● **EXERCISE AIM**
Copy out the rows below with every "pixel coordinates" swapped for "image coordinates", and leave all else as it is.

━━━

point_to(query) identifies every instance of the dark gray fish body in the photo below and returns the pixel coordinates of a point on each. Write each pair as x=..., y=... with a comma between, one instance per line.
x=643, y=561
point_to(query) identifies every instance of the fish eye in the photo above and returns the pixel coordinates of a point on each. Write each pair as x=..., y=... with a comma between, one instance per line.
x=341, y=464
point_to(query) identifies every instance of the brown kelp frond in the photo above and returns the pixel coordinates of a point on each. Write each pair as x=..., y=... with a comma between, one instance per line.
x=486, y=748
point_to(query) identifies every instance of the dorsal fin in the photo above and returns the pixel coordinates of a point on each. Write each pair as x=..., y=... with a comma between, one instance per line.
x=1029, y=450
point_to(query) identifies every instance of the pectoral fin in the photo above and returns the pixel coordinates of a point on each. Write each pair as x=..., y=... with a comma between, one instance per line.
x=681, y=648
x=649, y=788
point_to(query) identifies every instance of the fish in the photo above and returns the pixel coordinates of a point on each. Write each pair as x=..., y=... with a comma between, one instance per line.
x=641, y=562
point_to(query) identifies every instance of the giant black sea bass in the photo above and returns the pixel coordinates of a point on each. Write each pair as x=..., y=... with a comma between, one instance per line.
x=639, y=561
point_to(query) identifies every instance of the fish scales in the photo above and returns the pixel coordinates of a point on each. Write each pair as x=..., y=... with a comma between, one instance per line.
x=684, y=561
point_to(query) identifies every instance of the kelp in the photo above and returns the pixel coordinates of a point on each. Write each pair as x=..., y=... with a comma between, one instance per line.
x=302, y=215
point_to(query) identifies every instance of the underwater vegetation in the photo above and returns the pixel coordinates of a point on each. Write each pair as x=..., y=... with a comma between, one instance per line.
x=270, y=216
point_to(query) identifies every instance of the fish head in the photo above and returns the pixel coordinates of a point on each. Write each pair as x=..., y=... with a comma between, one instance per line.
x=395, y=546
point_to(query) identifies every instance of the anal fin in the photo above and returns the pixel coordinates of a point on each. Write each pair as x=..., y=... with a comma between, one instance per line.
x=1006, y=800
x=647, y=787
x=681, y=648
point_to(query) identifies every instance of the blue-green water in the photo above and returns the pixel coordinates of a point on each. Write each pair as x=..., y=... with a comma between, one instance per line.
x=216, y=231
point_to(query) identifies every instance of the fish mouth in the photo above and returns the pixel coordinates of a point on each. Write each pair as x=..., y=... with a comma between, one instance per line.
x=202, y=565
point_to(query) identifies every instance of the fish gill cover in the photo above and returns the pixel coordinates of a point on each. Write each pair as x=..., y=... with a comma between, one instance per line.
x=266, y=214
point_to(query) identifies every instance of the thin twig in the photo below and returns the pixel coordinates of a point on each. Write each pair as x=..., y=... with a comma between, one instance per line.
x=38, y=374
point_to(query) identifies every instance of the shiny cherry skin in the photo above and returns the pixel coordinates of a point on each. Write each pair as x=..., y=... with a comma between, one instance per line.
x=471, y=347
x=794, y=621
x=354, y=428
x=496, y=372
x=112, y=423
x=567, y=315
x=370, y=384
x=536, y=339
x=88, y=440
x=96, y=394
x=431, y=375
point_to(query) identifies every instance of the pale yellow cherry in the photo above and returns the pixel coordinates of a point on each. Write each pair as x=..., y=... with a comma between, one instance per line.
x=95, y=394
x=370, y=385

━━━

● **SOLVED PROBLEM**
point_to(query) identifies every instance of the dark gray fish body in the photo below and returns the image coordinates of a point on each. Write each pair as x=..., y=... with a comma between, one instance per line.
x=643, y=561
point_to(query) identifies every instance of the fish eye in the photo above and returns the image coordinates of a point on each. Write each pair as x=..., y=... with a comma between, one instance per line.
x=341, y=464
point_to(query) identifies every instance of the brown kelp frond in the photo above and returns the image coordinates of a point on each. Write each pair as x=..., y=... with a comma between, one instance per line.
x=486, y=748
point_to(query) identifies every instance of the dorsal fin in the photo above and returns the image coordinates of a point on each. Write each pair as x=..., y=... with a comma between, one instance per line.
x=1029, y=450
point_to(query) identifies every instance of the pectoral fin in the photo above and returns the image coordinates of a point on each. Write each pair as x=..., y=... with a comma between, one instance per line.
x=681, y=648
x=649, y=788
point_to(query) identifies every instance of the fish in the photo above and returns the image coordinates of a point on each. Write each pair as x=..., y=... with a comma between, one instance per line.
x=641, y=562
point_to(query) identifies every instance of the giant black sea bass in the photo above and returns the image coordinates of a point on each. Write each pair as x=..., y=... with a comma between, one instance per line.
x=639, y=561
point_to(query) identifies every instance of the fish scales in the photo above and returns the image coordinates of a point on each. Write each pair as x=..., y=... with a comma between, one instance per line.
x=684, y=561
point_to(query) identifies every instance of the kelp in the photo above and returns the image coordinates of a point on each. Write each pair as x=..., y=... with a comma between, one instance per line.
x=302, y=215
point_to(query) identifies every instance of the underwater vegetation in the photo above and returns the image coordinates of a point on each. Write each pair as x=..., y=... with a comma between, one instance per line.
x=270, y=216
point_to(query) identifies every instance of the fish head in the photo above and returns the image coordinates of a point on each. Write each pair as x=..., y=... with a comma between, one instance per line.
x=395, y=546
point_to(query) identifies every instance of the anal fin in the photo above and returns the image coordinates of a point on each. Write each pair as x=..., y=... with a comma between, one instance per line.
x=1006, y=800
x=647, y=787
x=681, y=648
point_to(query) identifies every instance of the blue-green water in the photo above and returns the image coordinates of a point on each. Write each pair as x=..., y=... with a comma between, one instance per line.
x=216, y=231
point_to(query) identifies every instance of the fish mouth in the photo above and returns the image coordinates of a point on each. Write each pair as x=..., y=... with a comma between, one instance per line.
x=202, y=565
point_to(query) identifies every instance of the fish gill cover in the photo above and returns the image coordinates of a point on each. Write each pair as x=..., y=... with a comma between, one instance per line.
x=266, y=214
point_to(query) identifies every instance of the thin twig in the photo below and returns the image coordinates of a point on each. Write each pair as x=..., y=... with a comma between, one instance per line.
x=38, y=374
point_to(query) identifies every instance of the shiny cherry skin in the photo above and returns the image coordinates of a point on each. Write each pair as x=..., y=... with a comma between, one instance per line.
x=471, y=347
x=794, y=621
x=354, y=428
x=496, y=372
x=112, y=423
x=567, y=315
x=370, y=384
x=536, y=339
x=88, y=440
x=96, y=394
x=431, y=375
point_to(query) identifies every instance of the pale yellow cherry in the photo above and returns the image coordinates of a point on each. Write each pair as x=..., y=... with a comma between, one instance per line.
x=95, y=394
x=370, y=385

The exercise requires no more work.